Task statement
Give every line from the one containing "point: excavator -- a" through the last line of the records below as a JSON list of strings, one string per line, leaving out any blank lines.

# Start of Supplied entries

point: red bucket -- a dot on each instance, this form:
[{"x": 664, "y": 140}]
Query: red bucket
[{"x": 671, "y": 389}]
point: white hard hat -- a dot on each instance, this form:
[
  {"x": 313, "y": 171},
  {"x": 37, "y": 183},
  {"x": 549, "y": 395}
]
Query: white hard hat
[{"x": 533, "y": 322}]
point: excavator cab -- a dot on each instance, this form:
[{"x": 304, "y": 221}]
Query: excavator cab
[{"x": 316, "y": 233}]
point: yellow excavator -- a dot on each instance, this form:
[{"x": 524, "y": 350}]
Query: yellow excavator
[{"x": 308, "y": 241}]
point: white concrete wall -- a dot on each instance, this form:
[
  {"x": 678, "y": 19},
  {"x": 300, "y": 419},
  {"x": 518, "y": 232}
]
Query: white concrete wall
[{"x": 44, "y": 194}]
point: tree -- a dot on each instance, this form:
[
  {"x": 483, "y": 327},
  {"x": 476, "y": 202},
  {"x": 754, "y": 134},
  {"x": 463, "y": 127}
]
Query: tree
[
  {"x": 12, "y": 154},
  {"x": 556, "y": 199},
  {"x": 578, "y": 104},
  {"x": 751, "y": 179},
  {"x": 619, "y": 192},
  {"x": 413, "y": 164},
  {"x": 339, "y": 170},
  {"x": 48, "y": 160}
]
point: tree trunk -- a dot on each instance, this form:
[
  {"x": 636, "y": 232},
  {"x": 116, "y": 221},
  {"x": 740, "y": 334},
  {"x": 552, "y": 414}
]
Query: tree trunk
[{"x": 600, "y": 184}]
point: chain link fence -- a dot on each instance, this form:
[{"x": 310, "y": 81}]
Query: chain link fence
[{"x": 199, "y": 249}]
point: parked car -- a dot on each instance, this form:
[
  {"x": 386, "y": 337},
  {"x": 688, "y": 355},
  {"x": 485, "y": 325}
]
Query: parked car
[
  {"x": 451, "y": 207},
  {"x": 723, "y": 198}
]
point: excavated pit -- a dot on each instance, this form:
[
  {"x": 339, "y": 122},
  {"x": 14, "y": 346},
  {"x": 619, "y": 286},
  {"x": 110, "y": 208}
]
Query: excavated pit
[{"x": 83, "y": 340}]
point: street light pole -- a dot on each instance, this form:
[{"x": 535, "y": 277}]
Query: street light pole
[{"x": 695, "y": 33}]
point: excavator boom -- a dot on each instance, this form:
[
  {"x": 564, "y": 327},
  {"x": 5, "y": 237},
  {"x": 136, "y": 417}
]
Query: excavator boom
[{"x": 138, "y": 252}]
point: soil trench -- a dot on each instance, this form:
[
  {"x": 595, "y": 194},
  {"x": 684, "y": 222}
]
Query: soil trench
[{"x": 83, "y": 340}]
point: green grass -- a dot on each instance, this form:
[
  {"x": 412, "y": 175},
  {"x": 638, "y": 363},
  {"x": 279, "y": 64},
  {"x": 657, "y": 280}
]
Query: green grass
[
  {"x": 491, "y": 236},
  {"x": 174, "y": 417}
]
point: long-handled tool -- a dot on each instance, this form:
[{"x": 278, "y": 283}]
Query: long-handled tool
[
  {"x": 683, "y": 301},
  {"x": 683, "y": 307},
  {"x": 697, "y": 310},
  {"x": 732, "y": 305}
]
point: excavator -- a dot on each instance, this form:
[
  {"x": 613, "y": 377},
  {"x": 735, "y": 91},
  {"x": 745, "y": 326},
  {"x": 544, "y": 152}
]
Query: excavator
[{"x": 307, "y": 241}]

# End of Supplied entries

Result
[
  "point: excavator -- a dot on each instance, this form:",
  "[",
  "  {\"x\": 613, \"y\": 377},",
  "  {\"x\": 735, \"y\": 91},",
  "  {\"x\": 745, \"y\": 326},",
  "  {\"x\": 544, \"y\": 152}",
  "]",
  "Query: excavator",
  "[{\"x\": 307, \"y\": 241}]"
]